TO DO →
The required output is every line from the beginning of the entries below through the line that includes "Check that each instance of the woman's camouflage", copied exactly.

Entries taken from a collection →
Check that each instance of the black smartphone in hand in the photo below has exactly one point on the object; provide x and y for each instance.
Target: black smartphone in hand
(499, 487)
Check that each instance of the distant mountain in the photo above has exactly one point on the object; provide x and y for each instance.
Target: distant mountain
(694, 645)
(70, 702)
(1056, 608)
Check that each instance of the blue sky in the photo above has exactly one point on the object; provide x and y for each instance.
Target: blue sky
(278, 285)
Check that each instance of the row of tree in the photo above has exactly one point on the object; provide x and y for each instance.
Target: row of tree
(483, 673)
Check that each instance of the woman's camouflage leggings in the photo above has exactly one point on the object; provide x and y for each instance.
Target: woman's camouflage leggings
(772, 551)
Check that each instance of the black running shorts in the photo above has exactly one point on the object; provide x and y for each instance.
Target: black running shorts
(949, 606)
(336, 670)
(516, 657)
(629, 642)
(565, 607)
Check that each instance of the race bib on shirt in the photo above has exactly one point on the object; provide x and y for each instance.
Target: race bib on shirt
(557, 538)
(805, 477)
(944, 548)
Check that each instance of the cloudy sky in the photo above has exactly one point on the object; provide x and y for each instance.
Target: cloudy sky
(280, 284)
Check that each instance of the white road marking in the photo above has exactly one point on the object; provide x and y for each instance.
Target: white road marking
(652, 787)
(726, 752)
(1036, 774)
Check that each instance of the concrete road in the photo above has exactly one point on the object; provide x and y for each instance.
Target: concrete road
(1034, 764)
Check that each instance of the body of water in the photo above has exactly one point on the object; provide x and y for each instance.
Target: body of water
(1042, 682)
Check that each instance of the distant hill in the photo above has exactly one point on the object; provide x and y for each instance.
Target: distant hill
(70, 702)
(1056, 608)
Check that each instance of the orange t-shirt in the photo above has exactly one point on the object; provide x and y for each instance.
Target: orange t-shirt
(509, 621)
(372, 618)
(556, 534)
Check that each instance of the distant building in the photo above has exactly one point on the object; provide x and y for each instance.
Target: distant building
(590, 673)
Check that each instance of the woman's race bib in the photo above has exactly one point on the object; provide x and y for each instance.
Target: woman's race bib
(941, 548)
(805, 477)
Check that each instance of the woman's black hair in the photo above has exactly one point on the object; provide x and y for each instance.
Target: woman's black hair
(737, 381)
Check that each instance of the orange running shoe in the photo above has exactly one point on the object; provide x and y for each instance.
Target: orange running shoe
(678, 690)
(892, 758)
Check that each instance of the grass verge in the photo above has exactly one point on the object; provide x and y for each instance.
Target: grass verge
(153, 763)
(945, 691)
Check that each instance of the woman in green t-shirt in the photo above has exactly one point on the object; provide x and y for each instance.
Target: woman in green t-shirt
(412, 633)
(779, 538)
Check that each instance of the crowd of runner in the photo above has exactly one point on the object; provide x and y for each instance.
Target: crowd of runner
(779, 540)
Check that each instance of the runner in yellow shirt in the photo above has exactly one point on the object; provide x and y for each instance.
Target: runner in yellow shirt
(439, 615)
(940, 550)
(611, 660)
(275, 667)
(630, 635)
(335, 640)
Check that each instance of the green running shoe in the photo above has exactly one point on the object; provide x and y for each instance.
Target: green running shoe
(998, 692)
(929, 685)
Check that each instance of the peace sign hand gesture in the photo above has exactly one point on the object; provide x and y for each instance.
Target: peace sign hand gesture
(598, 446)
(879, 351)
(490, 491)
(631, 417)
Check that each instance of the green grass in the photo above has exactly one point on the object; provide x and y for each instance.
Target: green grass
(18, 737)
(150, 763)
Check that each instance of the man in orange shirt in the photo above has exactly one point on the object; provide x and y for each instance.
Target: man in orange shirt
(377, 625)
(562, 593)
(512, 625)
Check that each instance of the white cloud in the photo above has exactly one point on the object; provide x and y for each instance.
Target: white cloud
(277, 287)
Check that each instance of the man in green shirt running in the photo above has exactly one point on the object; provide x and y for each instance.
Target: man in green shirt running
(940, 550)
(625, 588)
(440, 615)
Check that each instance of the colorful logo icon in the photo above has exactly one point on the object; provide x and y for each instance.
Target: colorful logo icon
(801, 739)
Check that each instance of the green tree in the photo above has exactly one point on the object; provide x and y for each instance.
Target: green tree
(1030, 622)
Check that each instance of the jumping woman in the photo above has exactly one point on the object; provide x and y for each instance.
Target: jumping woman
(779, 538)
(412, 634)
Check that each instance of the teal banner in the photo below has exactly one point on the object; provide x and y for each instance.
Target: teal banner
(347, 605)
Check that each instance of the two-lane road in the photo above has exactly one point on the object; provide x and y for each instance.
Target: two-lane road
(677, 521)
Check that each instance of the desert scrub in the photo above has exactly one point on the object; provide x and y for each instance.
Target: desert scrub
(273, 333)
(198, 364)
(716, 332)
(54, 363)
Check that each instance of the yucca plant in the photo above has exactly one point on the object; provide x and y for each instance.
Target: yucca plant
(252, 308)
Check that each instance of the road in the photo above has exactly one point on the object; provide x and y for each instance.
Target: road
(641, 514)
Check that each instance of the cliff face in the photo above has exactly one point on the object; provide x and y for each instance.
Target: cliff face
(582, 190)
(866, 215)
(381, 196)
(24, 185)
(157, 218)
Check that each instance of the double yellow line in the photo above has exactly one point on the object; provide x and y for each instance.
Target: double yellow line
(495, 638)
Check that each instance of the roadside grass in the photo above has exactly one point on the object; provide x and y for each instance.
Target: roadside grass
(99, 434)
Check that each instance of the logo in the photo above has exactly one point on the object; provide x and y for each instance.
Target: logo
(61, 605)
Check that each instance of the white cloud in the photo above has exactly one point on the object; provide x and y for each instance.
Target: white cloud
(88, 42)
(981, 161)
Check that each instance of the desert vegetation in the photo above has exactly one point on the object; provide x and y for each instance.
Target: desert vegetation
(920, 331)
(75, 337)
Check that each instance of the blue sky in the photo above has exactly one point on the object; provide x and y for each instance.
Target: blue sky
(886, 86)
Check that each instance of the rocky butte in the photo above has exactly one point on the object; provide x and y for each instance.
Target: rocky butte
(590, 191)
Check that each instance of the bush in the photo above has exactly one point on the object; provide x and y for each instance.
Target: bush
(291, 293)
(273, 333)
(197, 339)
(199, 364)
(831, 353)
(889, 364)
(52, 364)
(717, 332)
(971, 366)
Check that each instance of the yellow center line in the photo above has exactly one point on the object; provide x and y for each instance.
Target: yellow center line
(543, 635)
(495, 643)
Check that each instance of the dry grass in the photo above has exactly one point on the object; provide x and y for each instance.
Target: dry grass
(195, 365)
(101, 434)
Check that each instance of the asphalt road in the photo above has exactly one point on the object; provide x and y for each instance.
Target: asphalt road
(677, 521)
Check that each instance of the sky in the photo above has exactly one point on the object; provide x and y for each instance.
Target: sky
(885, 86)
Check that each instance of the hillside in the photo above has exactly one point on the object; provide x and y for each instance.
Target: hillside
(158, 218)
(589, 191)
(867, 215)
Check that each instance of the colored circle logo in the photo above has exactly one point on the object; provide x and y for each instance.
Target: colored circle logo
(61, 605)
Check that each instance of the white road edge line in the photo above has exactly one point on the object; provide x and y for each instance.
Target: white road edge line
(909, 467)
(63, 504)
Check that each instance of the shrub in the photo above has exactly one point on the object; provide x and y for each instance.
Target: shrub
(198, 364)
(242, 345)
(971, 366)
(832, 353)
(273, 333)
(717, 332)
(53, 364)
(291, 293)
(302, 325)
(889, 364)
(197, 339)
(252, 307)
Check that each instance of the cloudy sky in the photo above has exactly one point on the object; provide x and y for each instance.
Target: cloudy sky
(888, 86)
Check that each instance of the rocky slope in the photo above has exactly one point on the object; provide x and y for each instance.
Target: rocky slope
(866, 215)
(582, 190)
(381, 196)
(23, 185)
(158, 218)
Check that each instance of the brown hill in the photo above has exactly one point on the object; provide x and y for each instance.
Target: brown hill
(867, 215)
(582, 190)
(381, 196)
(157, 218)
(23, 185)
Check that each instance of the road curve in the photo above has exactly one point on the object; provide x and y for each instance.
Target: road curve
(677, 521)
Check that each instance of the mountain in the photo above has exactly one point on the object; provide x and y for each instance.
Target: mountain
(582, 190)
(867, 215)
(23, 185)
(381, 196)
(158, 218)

TASK SOLUTION →
Check that each instance of the black smartphone in hand in the photo below has exactly one point on the object; provide x and y for each instance.
Target: black smartphone in hand
(499, 487)
Check that each instance of the distant mountain in the photo above has exactly one point on the object; provide x and y for each instance.
Target: distant mountain
(694, 645)
(70, 702)
(1056, 608)
Check that each instance of the blue sky in the photo above has exactly one point on the object; provide x and y for each instance.
Target: blue sky
(278, 285)
Check that each instance of the row of tree in the photo above has exactly one point on the object; provide x and y for each instance.
Target: row of tree
(483, 673)
Check that each instance of the woman's camouflage leggings in the photo above has exactly one point on the object; provide x and y for each instance.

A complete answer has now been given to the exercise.